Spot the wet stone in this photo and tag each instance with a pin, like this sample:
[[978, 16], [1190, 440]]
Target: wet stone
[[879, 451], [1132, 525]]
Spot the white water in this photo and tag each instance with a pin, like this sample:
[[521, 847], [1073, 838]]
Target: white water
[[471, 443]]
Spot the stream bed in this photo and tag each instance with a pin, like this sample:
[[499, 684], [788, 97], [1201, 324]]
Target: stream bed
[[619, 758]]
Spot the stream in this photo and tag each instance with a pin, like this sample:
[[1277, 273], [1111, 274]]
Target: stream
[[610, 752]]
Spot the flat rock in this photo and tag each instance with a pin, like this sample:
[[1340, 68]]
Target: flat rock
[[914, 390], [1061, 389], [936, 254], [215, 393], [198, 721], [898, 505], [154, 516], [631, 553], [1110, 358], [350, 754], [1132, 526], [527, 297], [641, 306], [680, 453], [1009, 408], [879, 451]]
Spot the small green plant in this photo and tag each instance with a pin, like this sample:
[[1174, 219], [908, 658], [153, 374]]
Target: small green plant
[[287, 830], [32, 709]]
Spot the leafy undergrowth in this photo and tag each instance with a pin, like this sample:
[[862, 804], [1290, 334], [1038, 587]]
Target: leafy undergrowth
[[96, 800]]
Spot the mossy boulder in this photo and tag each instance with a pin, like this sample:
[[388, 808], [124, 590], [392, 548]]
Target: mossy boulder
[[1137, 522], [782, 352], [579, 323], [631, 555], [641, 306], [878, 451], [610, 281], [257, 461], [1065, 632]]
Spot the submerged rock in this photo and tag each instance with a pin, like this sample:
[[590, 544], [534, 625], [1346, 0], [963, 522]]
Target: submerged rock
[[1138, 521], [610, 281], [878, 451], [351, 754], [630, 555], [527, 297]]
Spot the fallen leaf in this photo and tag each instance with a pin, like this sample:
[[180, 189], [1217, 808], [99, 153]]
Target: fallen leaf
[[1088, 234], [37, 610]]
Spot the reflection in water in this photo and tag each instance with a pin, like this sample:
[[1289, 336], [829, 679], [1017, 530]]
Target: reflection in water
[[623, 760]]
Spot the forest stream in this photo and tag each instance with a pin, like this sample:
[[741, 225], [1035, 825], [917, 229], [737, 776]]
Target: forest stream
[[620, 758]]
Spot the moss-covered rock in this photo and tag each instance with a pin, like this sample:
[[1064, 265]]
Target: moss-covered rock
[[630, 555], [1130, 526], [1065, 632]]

============

### Your assignment
Each of the lines above should be printed again precisely as it reads.

### Exercise output
Spot the wet stone in this photo and tag each instance with a pin, like this sample:
[[978, 16], [1190, 440]]
Target: wet stone
[[879, 451], [1132, 525]]
Spot the white water in this photo and tag each instance with a pin, like this sample:
[[521, 847], [1073, 838]]
Target: white water
[[471, 443]]
Spot the stream bed in this photo and tag each instance with a pin, like this sample:
[[499, 684], [788, 97], [1201, 324]]
Target: stream bed
[[619, 758]]
Spot the stream in this photo and tag each instance with a pin, like this sample:
[[1277, 273], [1111, 274]]
Target: stream
[[610, 752]]
Spot the flat rock in this photo and tag each instance with a pin, like this sample:
[[1340, 68]]
Target: flat rock
[[914, 390], [1061, 389], [936, 254], [215, 393], [198, 721], [898, 505], [154, 516], [631, 553], [1110, 358], [350, 754], [1132, 526], [527, 297], [641, 306], [680, 453], [1009, 408], [879, 451]]
Spot the small green plant in this photo and tag each instance with a pin, like this sample:
[[1174, 219], [908, 658], [153, 374]]
Target: small green plant
[[287, 830], [32, 709]]
Spot the leafy undergrowth in this photo and tag each instance with a pin, like this sample:
[[862, 804], [1290, 334], [1038, 587]]
Target: leafy undergrowth
[[96, 800]]
Spot the mossy boulder in this photo and tag each instance with a pin, like this sample:
[[388, 808], [124, 590], [392, 548]]
Target: mossy boulder
[[1137, 522], [782, 352], [579, 323], [631, 555], [641, 306], [878, 451], [610, 281], [257, 461], [1065, 632]]
Spot the submerged rock in this photo and tag each instance with a pin, like this sample:
[[590, 544], [534, 625], [1346, 0], [963, 522]]
Target: submerged rock
[[1138, 521], [610, 281], [878, 451], [351, 754], [630, 555], [527, 297]]
Spot the fallen leaf in this photo and tag each instance with a pin, like this sample:
[[180, 189], [1217, 808], [99, 153]]
Target: fallen leaf
[[1088, 234], [37, 610]]
Spot the reflection in water in this photo and tag each instance with a pin, like this sample:
[[1289, 336], [829, 679], [1017, 530]]
Target: reflection in water
[[623, 760]]
Spot the forest stream in this photo and tag each instance with a pin, like this sample:
[[741, 225], [1035, 825], [917, 229], [737, 776]]
Target: forest stream
[[620, 758]]
Spot the moss-covered rock in this photo and tag each instance with a pin, like this sample:
[[1064, 265]]
Target: moss-covered rock
[[630, 555], [1130, 526], [1065, 632]]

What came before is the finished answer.